Natural language region descriptions:
= = = = =
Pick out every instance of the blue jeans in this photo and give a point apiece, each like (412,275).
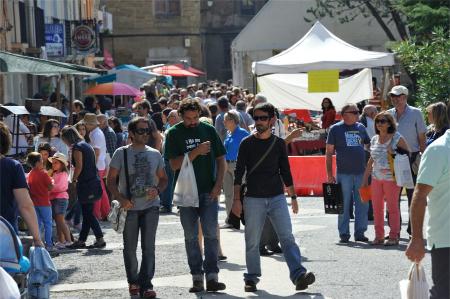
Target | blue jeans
(350,184)
(207,212)
(256,210)
(44,215)
(167,194)
(145,221)
(89,221)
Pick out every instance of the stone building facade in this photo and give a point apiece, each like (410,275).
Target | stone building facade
(168,31)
= = = = =
- Exercise description -
An exact repeat of all the data is required, pictures excluded.

- Answer space -
Pick out every instance of the blue jeans in this photo and give a point apiece, each like (412,275).
Target | blue jeans
(350,184)
(207,212)
(256,210)
(44,215)
(167,194)
(145,221)
(89,221)
Pick out every instance of the stone building facade in this photo and give a point apiece, each like (410,275).
Target | stone building facade
(168,31)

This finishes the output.